• Task material
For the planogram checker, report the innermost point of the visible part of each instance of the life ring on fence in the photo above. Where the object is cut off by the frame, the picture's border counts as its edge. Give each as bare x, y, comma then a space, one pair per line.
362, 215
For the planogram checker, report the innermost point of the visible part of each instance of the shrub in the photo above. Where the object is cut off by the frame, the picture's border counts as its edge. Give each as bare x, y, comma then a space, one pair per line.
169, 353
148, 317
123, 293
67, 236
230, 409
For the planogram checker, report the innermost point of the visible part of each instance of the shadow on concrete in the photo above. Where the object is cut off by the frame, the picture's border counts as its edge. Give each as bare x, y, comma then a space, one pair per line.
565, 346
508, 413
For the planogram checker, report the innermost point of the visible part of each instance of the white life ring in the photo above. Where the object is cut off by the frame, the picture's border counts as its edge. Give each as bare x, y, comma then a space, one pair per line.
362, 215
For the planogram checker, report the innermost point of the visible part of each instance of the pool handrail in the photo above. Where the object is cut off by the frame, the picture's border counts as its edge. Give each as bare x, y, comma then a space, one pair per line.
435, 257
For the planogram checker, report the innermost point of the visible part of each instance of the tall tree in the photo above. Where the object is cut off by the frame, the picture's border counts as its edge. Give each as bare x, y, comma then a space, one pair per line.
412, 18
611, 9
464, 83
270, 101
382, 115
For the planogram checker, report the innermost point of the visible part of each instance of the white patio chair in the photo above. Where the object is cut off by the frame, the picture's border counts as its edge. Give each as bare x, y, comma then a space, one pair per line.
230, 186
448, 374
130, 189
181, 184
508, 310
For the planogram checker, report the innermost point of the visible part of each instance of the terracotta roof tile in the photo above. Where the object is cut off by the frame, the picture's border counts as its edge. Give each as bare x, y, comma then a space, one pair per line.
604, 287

• Exercise objective
Edit the listing above so that each occurrence of "planogram checker" reads "shelf audit tool" instead. Leave every other part of the listing unchanged.

• Correct result
For the shelf audit tool, report the innermost point of the visible part of each instance of the life ring on fence in the photo above. Where the object is cut off by the frame, the picture's border counts as its edge. Give each as bare x, y, comma then a space, one pair per line.
362, 215
For the shelf audit tool, report the innermost point of the visible part of each instance of the shrub in the photo above. Where the object is cut off by the frame, the picture's border counts as its edge. Give each as bare x, y, comma then a space, one pair per line.
169, 353
148, 317
123, 293
67, 236
230, 409
For the shelf audit tool, report the innermost point of the visible part of each instance of the shadow on concrete in the photo above. Where the object is cut off by the frame, the picture's border counts as its edge. Give each as bare x, y, comma then a space, one pair per line.
565, 346
508, 413
For the shelf audit tool, report the innermost point of the visible part of each instance of the white life ring in the photo above. Where the object is cut off by the frame, the picture's border counts as its edge. Give each as bare x, y, comma then a space, one pair per line.
362, 215
For the shelf audit tool, report the innermost point of the visible part of each instance of the pool handrail in the photo above. Where the object is cut off by the frame, the picture's border counts as its edge. Give each as bare x, y, comma then a space, one pair per line.
435, 257
For the shelf audit tool, report the innermost point of the visible part of each instance of the tall tree in the photo above. Where the object is cut off by the frame, the picture's border counts as its edge. Give each as bare x, y, comma then a space, one pair per line.
412, 18
611, 9
464, 83
270, 101
382, 115
For the shelf audit tool, report the innermost point of the visible part of each instance of the white patio chair in the photo above. Where the object is cut off by the frame, the picture's border counts as its edge. Give each as bare x, y, comma then a space, one pair per line.
230, 186
448, 374
130, 189
181, 184
508, 310
For the shelf audit tool, report the innermost point of the visible part of each instance of the terracotta roof tile in the photo above. Where the object is cut off by the frame, the picture's border counts as its edge. Give each as bare x, y, comma then a space, one pair per line.
604, 287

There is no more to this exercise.